──────── Exercise passage

If you have a basement that is unfinished (or at least partially so), consider building a basement root cellar. Best if you build in a corner where the basement walls are mostly below ground level, to the size you project you will need. The interior walls are insulated to keep the root cellar at the ground temperature, adjusted by the amount of winter air you choose to bring in.

My mother grew up on a farm in the Depression that had both a root cellar under the kitchen as well as a "hole in the hill" storage for more space. The hole in the hill was described as having a door much like the one pictured in your intro, with a floor covered with straw. Turnips, beets, onions, and likely other items were laid out on the straw, then another layer of straw was added, then another layer of vegetables, and so forth. The root cellar was used for carrots (in buckets of moist sand), herbs (after they had been dried), mason jar canned goods, crocks (sausage?) and other items I cannot recall. I know they killed one or more pigs in late November as a regular practice, so I'm speculating the crocks contained sausage (though there was also a smokehouse at one time).

Kudos to oldfarmermac for his contribution (and many good ones from others as well).

I had a root cellar similar to this built in my basement last winter--too late to really use, but I did have the opportunity to experiment with temperature control. I live in Missouri, where winter weather can be quite variable. You definitely need ventilation. The book that has been linked above is invaluable for explaining how to use 2 pipes to create air circulation, and it really does work well. I kept my root cellar temperature in the low 40s most of the winter. It is warm now, in the Midwest summer, of course.

I have no practical experience yet, other than a few potatoes I put in there last winter, but the Root Cellaring book does say that, although there is a theoretical risk of putting apples with potatoes, due to the ethylene gas from the apples, the authors and most people they have talked to DO store them in the same cellar, without significant problems.

The thing that seems the most complicated to me is the variable temperature and humidity requirements for different crops, but the book again has good tables listing what does best under what conditions, and my plan is to try to find some sort of happy medium with the crops I plan to store. Their general advice is that onions and squashes are better in a drier, warmer place than the root cellar itself.

────────────────

◆ **Set of tasks**
1. List each item that the root cellar text says was kept in the root cellar under the kitchen on the farm where the writer's mother grew up.
2. According to the root cellar text, at what temperature did the Missouri writer keep the basement root cellar for most of the winter?
3. Carry on the root cellar text from its final sentence, about onions and squashes.

──────── Information provided

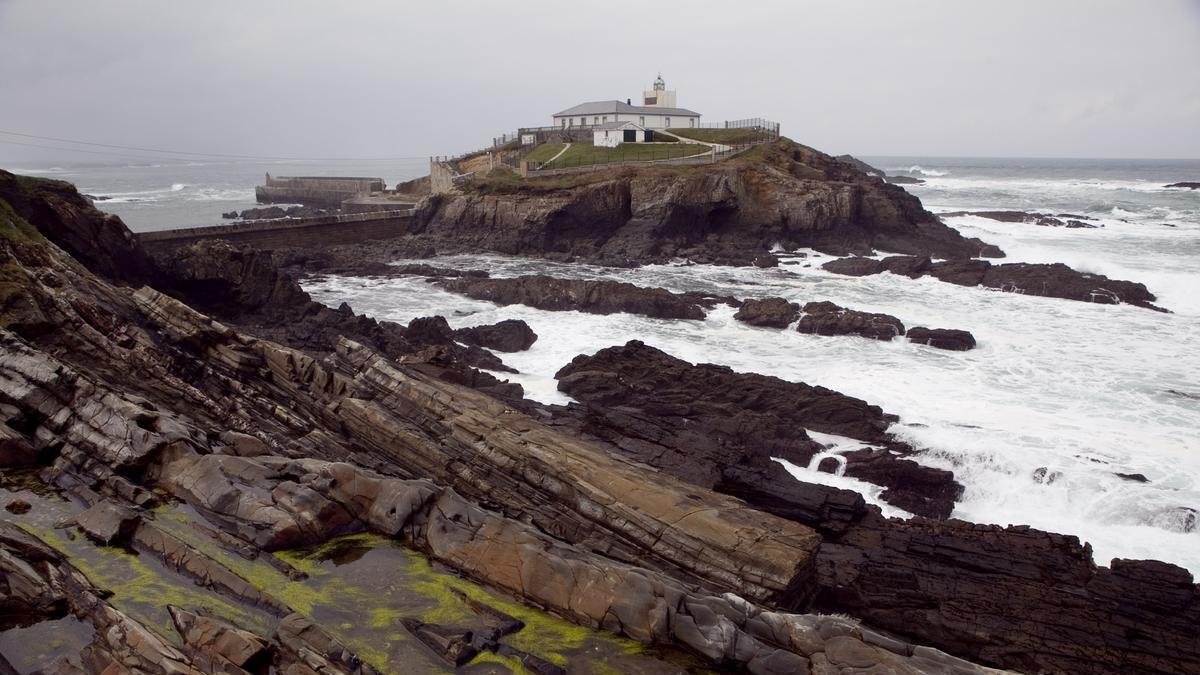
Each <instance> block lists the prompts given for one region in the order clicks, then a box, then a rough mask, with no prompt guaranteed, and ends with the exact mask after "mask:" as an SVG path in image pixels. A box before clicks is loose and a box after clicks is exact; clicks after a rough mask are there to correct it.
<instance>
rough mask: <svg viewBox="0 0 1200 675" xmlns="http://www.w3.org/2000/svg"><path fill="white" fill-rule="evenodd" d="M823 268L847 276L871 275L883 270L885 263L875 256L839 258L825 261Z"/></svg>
mask: <svg viewBox="0 0 1200 675" xmlns="http://www.w3.org/2000/svg"><path fill="white" fill-rule="evenodd" d="M821 269H823V270H826V271H832V273H834V274H845V275H847V276H870V275H872V274H880V273H881V271H883V263H882V262H881V261H877V259H875V258H838V259H835V261H829V262H827V263H824V264H823V265H821Z"/></svg>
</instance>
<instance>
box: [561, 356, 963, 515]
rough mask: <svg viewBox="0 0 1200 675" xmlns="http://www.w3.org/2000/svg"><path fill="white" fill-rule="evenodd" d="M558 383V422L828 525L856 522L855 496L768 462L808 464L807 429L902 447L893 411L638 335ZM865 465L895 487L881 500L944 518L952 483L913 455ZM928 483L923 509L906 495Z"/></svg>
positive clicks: (575, 365)
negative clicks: (892, 490) (713, 360)
mask: <svg viewBox="0 0 1200 675" xmlns="http://www.w3.org/2000/svg"><path fill="white" fill-rule="evenodd" d="M556 378H558V388H559V390H562V392H564V393H565V394H568V395H570V396H571V398H572V399H575V400H577V401H580V406H578V407H576V406H572V407H570V408H566V410H558V411H556V417H557V418H558V419H559V420H560V424H566V425H571V426H576V428H578V429H580V430H581V431H583V432H586V434H588V435H590V436H594V437H596V438H599V440H602V441H606V442H607V443H610V444H611V448H612V450H611V452H613V453H616V454H620V455H624V456H629V458H630V459H634V460H636V461H640V462H644V464H648V465H650V466H655V467H659V468H661V470H662V471H666V472H668V473H671V474H673V476H676V477H679V478H682V479H684V480H688V482H690V483H695V484H697V485H701V486H704V488H713V489H716V490H719V491H722V492H727V494H731V495H734V496H737V497H739V498H743V500H745V501H746V502H749V503H751V504H754V506H756V507H758V508H762V509H763V510H768V512H770V513H775V514H778V515H782V516H785V518H792V519H794V520H798V521H800V522H804V524H806V525H812V526H820V527H827V528H829V530H830V531H836V528H838V527H840V524H841V522H845V521H846V520H850V519H852V518H853V514H856V513H857V509H860V508H862V497H858V496H857V495H853V494H852V492H850V494H848V495H850V496H847V495H844V494H841V491H838V490H834V489H824V488H823V486H822V488H818V489H814V486H811V485H804V484H802V483H799V482H797V480H796V479H794V478H793V477H792V476H791V474H790V473H787V472H786V471H785V470H784V468H782V467H781V466H780V465H779V464H776V462H774V461H772V458H780V459H785V460H787V461H791V462H792V464H796V465H799V466H806V465H808V464H809V461H810V460H811V459H812V456H814V455H815V454H816V453H818V452H821V450H822V449H824V448H823V447H822V446H821V444H818V443H816V442H814V441H812V440H811V438H809V436H808V434H806V432H805V431H804V430H805V429H811V430H814V431H822V432H827V434H836V435H841V436H850V437H852V438H858V440H862V441H865V442H870V443H878V444H884V446H888V447H890V448H894V449H895V450H896V452H911V448H908V447H906V446H904V444H902V443H899V442H895V441H894V440H893V438H890V437H889V436H888V435H887V432H886V429H887V426H888V425H890V424H892V422H894V420H895V418H894V417H893V416H887V414H884V413H883V412H882V411H881V410H880V408H878V407H876V406H871V405H869V404H866V402H865V401H862V400H859V399H853V398H851V396H846V395H844V394H839V393H836V392H833V390H829V389H826V388H823V387H810V386H808V384H804V383H800V382H786V381H784V380H779V378H776V377H767V376H762V375H755V374H739V372H734V371H732V370H730V369H727V368H722V366H716V365H712V364H700V365H692V364H689V363H688V362H684V360H682V359H677V358H674V357H671V356H670V354H666V353H664V352H662V351H660V350H655V348H653V347H648V346H646V345H643V344H641V342H637V341H631V342H628V344H626V345H625V346H623V347H610V348H607V350H601V351H600V352H596V353H595V354H593V356H580V357H576V358H575V359H574V360H572V362H571V363H570V364H568V365H566V366H565V368H563V369H562V370H559V371H558V374H557V375H556ZM866 459H868V458H862V461H863V462H864V464H865V461H866ZM887 466H894V467H898V470H902V471H904V472H905V474H906V476H910V477H908V478H904V479H902V480H901V482H899V483H892V482H889V480H887V479H886V477H884V476H883V474H884V473H886V467H887ZM874 467H875V471H874V472H868V471H865V467H864V470H863V473H862V474H863V476H864V479H868V480H870V482H874V483H877V484H880V485H884V486H889V488H892V489H893V492H890V494H889V495H888V496H887V497H884V498H890V497H893V496H895V497H896V498H898V500H904V502H905V504H906V506H908V507H912V508H913V509H914V512H917V513H923V514H926V515H932V516H947V515H949V513H950V510H952V509H953V504H954V498H955V496H956V495H958V490H960V489H961V488H960V486H959V485H958V483H955V482H954V479H953V476H952V474H949V472H943V471H936V470H929V472H925V471H924V468H925V467H920V466H919V465H916V464H913V462H907V464H899V462H896V461H892V462H890V464H888V462H878V464H876V465H874ZM918 474H919V476H918ZM926 486H928V488H929V489H930V492H929V494H928V495H925V498H924V506H922V504H920V503H918V502H919V501H920V500H918V498H917V497H916V496H913V495H905V494H904V492H906V491H907V492H913V494H917V492H919V491H920V489H923V488H926ZM898 506H899V504H898ZM901 508H904V507H901Z"/></svg>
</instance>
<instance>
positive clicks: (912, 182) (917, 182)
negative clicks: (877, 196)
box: [883, 175, 925, 185]
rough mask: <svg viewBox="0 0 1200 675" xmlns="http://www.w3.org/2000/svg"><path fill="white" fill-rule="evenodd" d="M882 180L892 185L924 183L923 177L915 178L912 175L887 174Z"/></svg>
mask: <svg viewBox="0 0 1200 675" xmlns="http://www.w3.org/2000/svg"><path fill="white" fill-rule="evenodd" d="M883 180H886V181H888V183H890V184H893V185H924V183H925V180H924V179H923V178H916V177H912V175H887V177H884V178H883Z"/></svg>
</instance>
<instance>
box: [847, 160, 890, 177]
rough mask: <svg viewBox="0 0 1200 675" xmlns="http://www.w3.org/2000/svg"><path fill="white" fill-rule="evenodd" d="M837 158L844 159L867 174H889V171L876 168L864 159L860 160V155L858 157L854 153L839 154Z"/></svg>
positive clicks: (882, 175)
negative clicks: (888, 171) (853, 155)
mask: <svg viewBox="0 0 1200 675" xmlns="http://www.w3.org/2000/svg"><path fill="white" fill-rule="evenodd" d="M836 159H838V160H841V161H844V162H846V163H848V165H851V166H852V167H854V168H857V169H858V171H860V172H863V173H865V174H866V175H877V177H884V175H887V173H886V172H884V171H883V169H877V168H875V167H872V166H871V165H869V163H866V162H864V161H863V160H859V159H858V157H856V156H853V155H838V157H836Z"/></svg>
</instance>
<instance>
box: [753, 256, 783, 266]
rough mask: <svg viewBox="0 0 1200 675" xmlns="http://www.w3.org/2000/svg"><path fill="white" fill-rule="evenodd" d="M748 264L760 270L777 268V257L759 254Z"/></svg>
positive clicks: (778, 264)
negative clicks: (773, 267)
mask: <svg viewBox="0 0 1200 675" xmlns="http://www.w3.org/2000/svg"><path fill="white" fill-rule="evenodd" d="M750 264H752V265H754V267H761V268H769V267H779V256H775V255H772V253H760V255H757V256H755V257H754V259H752V261H750Z"/></svg>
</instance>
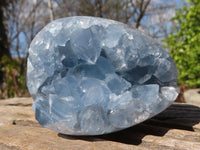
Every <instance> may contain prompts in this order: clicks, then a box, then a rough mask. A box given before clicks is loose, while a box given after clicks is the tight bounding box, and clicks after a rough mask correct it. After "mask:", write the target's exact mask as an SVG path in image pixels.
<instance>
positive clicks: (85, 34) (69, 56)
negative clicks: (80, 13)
mask: <svg viewBox="0 0 200 150" xmlns="http://www.w3.org/2000/svg"><path fill="white" fill-rule="evenodd" d="M177 76H178V73H177V70H176V66H175V64H174V62H173V60H172V59H171V57H170V56H169V54H168V53H167V52H166V50H165V49H163V48H162V47H161V46H160V45H159V44H157V43H156V42H155V41H153V40H152V39H151V38H150V37H148V36H146V35H144V33H142V32H140V31H138V30H136V29H132V28H130V27H128V26H127V25H125V24H122V23H119V22H116V21H113V20H108V19H102V18H95V17H68V18H63V19H58V20H55V21H53V22H51V23H50V24H48V25H47V26H46V27H44V29H42V30H41V31H40V32H39V33H38V34H37V35H36V37H35V38H34V39H33V41H32V43H31V45H30V48H29V57H28V70H27V86H28V89H29V91H30V94H31V95H32V97H33V99H34V101H35V102H34V104H33V108H34V110H35V113H36V119H37V120H38V122H39V123H40V124H41V125H42V126H44V127H46V128H49V129H52V130H54V131H57V132H60V133H63V134H71V135H99V134H104V133H110V132H114V131H118V130H122V129H124V128H128V127H130V126H133V125H135V124H138V123H140V122H142V121H144V120H146V119H148V118H151V117H152V116H154V115H156V114H158V113H160V112H161V111H163V110H164V109H166V108H167V107H168V106H169V105H170V104H171V103H172V102H173V101H174V100H175V99H176V97H177V95H178V93H179V89H178V87H177V85H176V79H177Z"/></svg>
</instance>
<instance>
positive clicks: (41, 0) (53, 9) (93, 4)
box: [0, 0, 200, 99]
mask: <svg viewBox="0 0 200 150" xmlns="http://www.w3.org/2000/svg"><path fill="white" fill-rule="evenodd" d="M74 15H86V16H97V17H103V18H110V19H114V20H117V21H121V22H123V23H126V24H129V25H130V26H132V27H135V28H138V29H139V30H141V31H143V32H145V33H146V34H148V35H150V36H152V37H153V38H155V39H156V40H158V41H160V42H161V41H164V42H161V43H162V44H163V45H166V46H167V47H168V48H169V49H170V54H171V55H172V57H173V59H174V60H175V62H176V64H177V67H178V71H179V84H180V85H184V86H186V87H200V78H199V76H200V65H199V62H200V32H199V30H200V27H199V26H200V2H199V0H190V1H188V2H185V0H170V1H165V0H76V1H74V0H3V1H0V31H1V32H0V99H1V98H6V97H14V96H28V92H27V89H26V60H27V56H28V46H29V45H30V42H31V41H32V39H33V38H34V36H35V35H36V34H37V32H38V31H40V30H41V28H42V27H44V26H45V25H46V24H47V23H48V22H50V21H52V20H54V19H57V18H62V17H67V16H74Z"/></svg>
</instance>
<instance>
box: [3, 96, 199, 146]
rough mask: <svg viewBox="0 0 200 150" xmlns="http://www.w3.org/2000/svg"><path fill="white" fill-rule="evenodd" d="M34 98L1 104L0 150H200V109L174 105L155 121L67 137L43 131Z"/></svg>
mask: <svg viewBox="0 0 200 150" xmlns="http://www.w3.org/2000/svg"><path fill="white" fill-rule="evenodd" d="M31 104H32V100H31V99H30V98H23V99H20V98H15V99H9V100H0V150H18V149H19V150H29V149H30V150H31V149H33V150H35V149H44V150H51V149H52V150H57V149H58V150H63V149H67V150H68V149H69V150H82V149H83V150H86V149H87V150H149V149H152V150H200V108H199V107H197V106H194V105H188V104H173V105H172V106H170V107H169V108H168V109H167V110H165V111H164V112H162V113H161V114H159V115H157V116H155V117H154V118H152V119H150V120H147V121H145V122H143V123H141V124H139V125H136V126H134V127H131V128H128V129H126V130H123V131H120V132H115V133H112V134H107V135H101V136H67V135H62V134H58V133H56V132H53V131H50V130H48V129H45V128H42V127H41V126H40V125H39V124H38V123H37V121H36V120H35V119H34V112H33V111H32V108H31Z"/></svg>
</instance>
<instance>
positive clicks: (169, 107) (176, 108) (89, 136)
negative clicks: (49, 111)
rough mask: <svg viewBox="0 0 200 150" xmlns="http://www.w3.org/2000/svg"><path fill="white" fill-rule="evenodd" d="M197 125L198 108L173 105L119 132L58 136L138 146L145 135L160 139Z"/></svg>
mask: <svg viewBox="0 0 200 150" xmlns="http://www.w3.org/2000/svg"><path fill="white" fill-rule="evenodd" d="M199 123H200V107H197V106H193V105H188V104H173V105H171V106H170V107H169V108H167V109H166V110H165V111H164V112H162V113H160V114H158V115H157V116H155V117H153V118H151V119H150V120H147V121H145V122H143V123H141V124H138V125H136V126H133V127H130V128H127V129H125V130H122V131H119V132H114V133H110V134H105V135H98V136H71V135H64V134H60V133H59V134H58V136H59V137H62V138H66V139H72V140H85V141H91V142H92V141H104V140H108V141H115V142H120V143H125V144H131V145H139V144H141V143H142V139H143V138H144V137H145V136H147V135H154V136H159V137H162V136H164V135H165V134H166V133H167V132H168V131H169V130H171V129H181V130H186V131H194V128H193V126H194V125H196V124H199ZM199 130H200V129H199ZM177 134H178V133H177Z"/></svg>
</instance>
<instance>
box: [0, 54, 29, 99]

────────────────

◆ **Responses to the tasks**
1.
- Carrots, in buckets of moist sand
- Herbs, after they had been dried
- Mason jar canned goods
- Crocks

2. In the low 40s.

3.
Good luck to you!

It wasn't a root cellar (that was in the basement, cooled by a shallow underground stream) but my dad says that back on the farm in Ontario, Canada, they used to store their potatoes & other root vegetables right out in the garden. They dug a shallow pit (I think about 3' deep), lined it with a thick layer of hay, then started layering in the vegetables. I believe he said they laid the potatoes about 3" apart from each other. After each layer of vegetables, they put another layer of hay, and built up a pile this way. More hay and then a thin layer of soil was placed on top. A flagpole was stuck in the top so they would be able to find it in the winter when the snow was deep. Apparently it worked quite well through the winter season.

We have had an organic farm for about 17 years. I am retired now.

We live in an old stone farm house with dirt floor basement, unheated and originally used for cows.

We store potatoes in wide mesh potato sacks on pallets in the basement and well covered with black plastic. They keep very well and in fact we are still using last years potatoes as well as digging fresh new potatoes. An organic farmer friend of ours stores many tons of potatoes that way but on a second floor of barn with plank flooring. He also covers well with black plastic and has a back up heating system just in case it becomes unusually cold. They must not be allowed to freeze, of course, unless you want to make Chuño.

Carrots are carefully packed in alternating directions and unwashed into wooden crates with space between slates. These are also placed on pallet and covered with black plastic but we occasionally moisten the soil below the carrot pallets.

Squash do not like low temperatures or moist air. We stored ours on a heated porch, on wooden board shelves. An ideal temperature is about 15-18 deg C and humidity about 30-45%. Too dry and they dehydrate and too humid they mold and spoil. Good ventilation is important. Stagnant air brings on molds and spoilage.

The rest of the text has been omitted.